▸ **LIST OF TASKS**
- A) In the excerpt about The Laura Ingraham Show, translate the sentence "The show aired from 2001 to 2018." into Spanish.
- B) According to the excerpt about The Laura Ingraham Show, which hosts primarily filled in when Ingraham left the air in June 2008?
- C) Continue the excerpt about The Laura Ingraham Show, starting after its final sentence.

The Laura Ingraham Show was a three-hour American radio show hosted by conservative Laura Ingraham. It was among the most popular radio shows broadcast in the United States. In 2016, the show ranked number 20 on the Talkers Magazine 2016 Heavy Hundred list of the most important talk show hosts in America; Ingraham was the highest-ranking female host listed.

The show primarily focused on politics, pop culture, and media bias; topics of interest included race relations, trends in education, the Middle East, and the legacy of feminism. The show aired from 2001 to 2018.

== Background ==

Ingraham's show, one of several to launch in 2001 as the conservative talk radio genre expanded in popularity, originally aired on the now defunct Westwood One Network.

Ingraham joined the Talk Radio Network in 2004. In June 2008, Ingraham temporarily left the air due to a contract dispute. A number of hosts filled in for her, primarily Tammy Bruce and Monica Crowley. Ingraham returned at the end of the month. Ingraham left TRN in November 2012 after her contract expired.

The show returned on January 3, 2013, after Ingraham took ownership of the property, with plans to include more discussions about pop culture.

On November 14, 2018, Ingraham announced that the program would not return from its annual December hiatus, as she intended to spend more time with her family and focus on her television show The Ingraham Angle. She continued to produce material for Courtside's PodcastOne.

▸ **PROVIDED MATERIAL**
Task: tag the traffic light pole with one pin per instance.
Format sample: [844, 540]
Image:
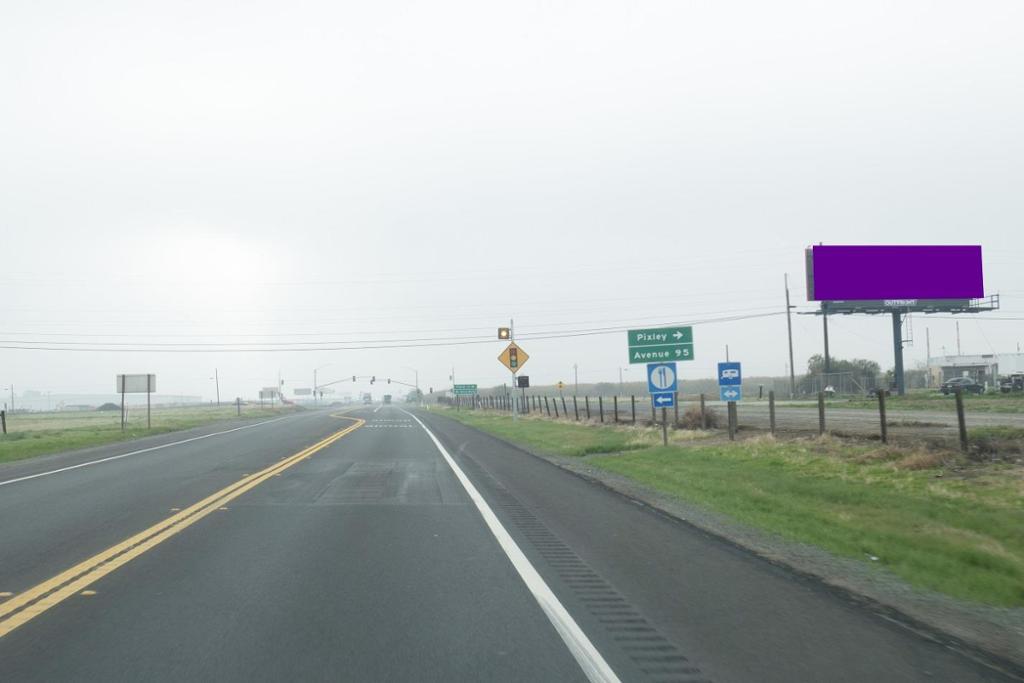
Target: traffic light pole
[515, 373]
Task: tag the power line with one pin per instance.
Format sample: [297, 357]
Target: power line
[356, 346]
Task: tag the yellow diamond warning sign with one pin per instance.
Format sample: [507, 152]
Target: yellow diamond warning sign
[513, 357]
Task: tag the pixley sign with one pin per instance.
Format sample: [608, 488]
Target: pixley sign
[660, 344]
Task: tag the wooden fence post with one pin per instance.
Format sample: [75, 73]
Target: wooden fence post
[821, 413]
[961, 419]
[882, 416]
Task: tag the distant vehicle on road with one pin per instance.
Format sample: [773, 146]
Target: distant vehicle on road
[966, 384]
[1013, 382]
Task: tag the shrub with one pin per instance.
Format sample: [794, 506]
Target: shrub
[691, 419]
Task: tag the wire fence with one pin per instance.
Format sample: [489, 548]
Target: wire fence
[700, 412]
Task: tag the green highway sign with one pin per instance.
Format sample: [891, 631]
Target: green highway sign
[662, 352]
[659, 344]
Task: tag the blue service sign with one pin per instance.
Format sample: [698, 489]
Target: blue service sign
[729, 374]
[729, 393]
[660, 377]
[664, 399]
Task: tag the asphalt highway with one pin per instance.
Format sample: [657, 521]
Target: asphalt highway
[385, 545]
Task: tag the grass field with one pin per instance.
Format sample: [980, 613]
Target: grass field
[936, 521]
[32, 434]
[931, 400]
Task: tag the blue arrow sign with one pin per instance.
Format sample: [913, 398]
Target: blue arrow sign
[664, 399]
[729, 374]
[729, 393]
[660, 377]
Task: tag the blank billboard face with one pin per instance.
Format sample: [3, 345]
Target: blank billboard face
[845, 272]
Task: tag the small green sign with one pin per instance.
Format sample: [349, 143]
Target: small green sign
[662, 353]
[660, 344]
[660, 336]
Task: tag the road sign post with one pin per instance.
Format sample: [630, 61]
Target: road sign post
[663, 384]
[730, 389]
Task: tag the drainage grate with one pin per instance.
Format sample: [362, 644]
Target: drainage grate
[658, 658]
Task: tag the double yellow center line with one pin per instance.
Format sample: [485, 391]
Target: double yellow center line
[26, 606]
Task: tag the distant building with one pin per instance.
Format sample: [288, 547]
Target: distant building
[986, 368]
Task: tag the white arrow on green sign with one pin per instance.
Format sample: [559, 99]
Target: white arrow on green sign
[654, 344]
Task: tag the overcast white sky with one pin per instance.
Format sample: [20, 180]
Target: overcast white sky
[321, 171]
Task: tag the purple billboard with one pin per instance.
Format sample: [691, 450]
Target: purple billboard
[855, 272]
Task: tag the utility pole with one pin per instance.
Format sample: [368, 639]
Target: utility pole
[788, 326]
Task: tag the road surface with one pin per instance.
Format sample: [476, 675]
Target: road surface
[383, 545]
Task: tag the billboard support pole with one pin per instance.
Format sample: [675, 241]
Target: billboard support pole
[824, 318]
[898, 352]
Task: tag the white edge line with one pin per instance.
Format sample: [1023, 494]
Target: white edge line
[592, 663]
[136, 453]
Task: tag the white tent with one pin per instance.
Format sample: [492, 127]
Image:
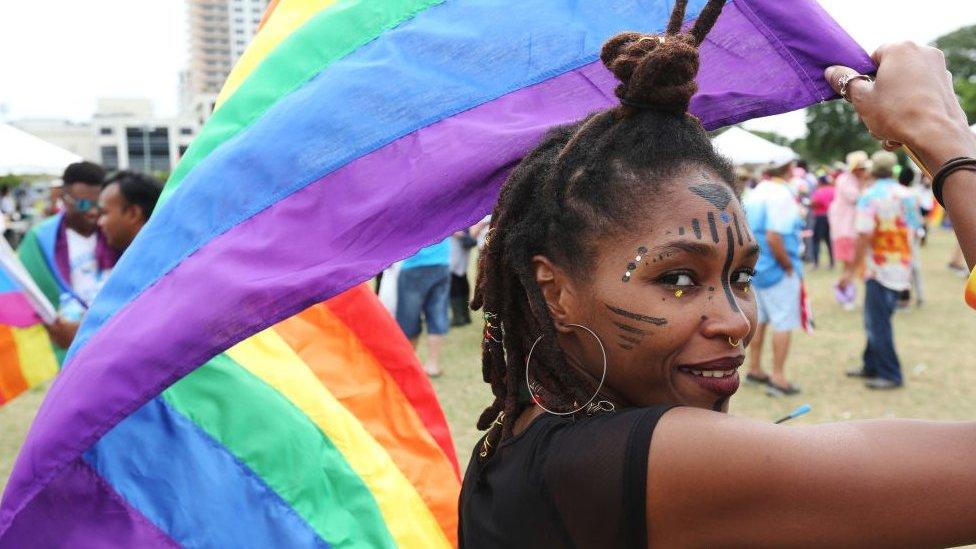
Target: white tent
[24, 154]
[742, 147]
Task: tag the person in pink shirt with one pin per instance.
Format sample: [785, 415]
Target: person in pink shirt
[841, 215]
[820, 203]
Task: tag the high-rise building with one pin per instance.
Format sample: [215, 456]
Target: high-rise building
[219, 32]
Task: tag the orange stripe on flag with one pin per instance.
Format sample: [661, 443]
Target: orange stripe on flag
[12, 381]
[363, 314]
[267, 13]
[350, 372]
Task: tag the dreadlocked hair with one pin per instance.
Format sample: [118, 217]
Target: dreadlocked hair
[581, 183]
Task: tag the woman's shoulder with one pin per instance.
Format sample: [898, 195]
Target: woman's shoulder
[582, 481]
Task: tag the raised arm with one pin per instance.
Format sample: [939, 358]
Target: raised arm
[718, 480]
[912, 102]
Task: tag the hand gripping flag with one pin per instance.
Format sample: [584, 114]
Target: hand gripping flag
[351, 134]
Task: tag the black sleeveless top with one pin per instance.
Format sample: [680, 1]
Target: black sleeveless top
[562, 482]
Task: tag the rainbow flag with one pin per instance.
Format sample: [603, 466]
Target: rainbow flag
[351, 134]
[27, 357]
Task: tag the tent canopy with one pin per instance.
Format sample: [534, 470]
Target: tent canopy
[743, 147]
[24, 154]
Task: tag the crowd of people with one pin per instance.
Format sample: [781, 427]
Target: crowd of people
[870, 215]
[94, 217]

▸ **ANSWER LIST**
- A) El programa se emitió de 2001 a 2018.

- B) Tammy Bruce and Monica Crowley.

- C)
== Major issues featured ==
=== Illegal immigration ===
Ingraham frequently advocated "securing the borders" by putting more resources into stopping illegal immigration. Ingraham had a segment called "The Illegal Immigration Sob Story" alert in which she highlighted media articles that, in her view, sought to garner sympathy for illegal immigrants.

=== Radical Islam ===
The show frequently raised the topic of radical Islam. Ingraham discussed current events and media reports about the war on terror and what she believes to be a growing faction of Islam: Jihadists.

=== Bioethics ===
Ingraham often discussed bioethical issues, opposing legal elective abortion care, human cloning and embryonic stem-cell research. She was an outspoken opponent of Missouri Constitutional Amendment 2 (2006), a ballot measure legalized human cloning; Ingraham argued that the initiative was deceptive. Every January 22, Ingraham promoted the anti-abortion March for Life.

=== American Values ===
Ingraham discussed sex and pornography on her show. She criticized people such as Howard Stern, Hugh Hefner, and others who she claimed have pervaded American culture with what she describes as "filth" at the expense of "traditional American values".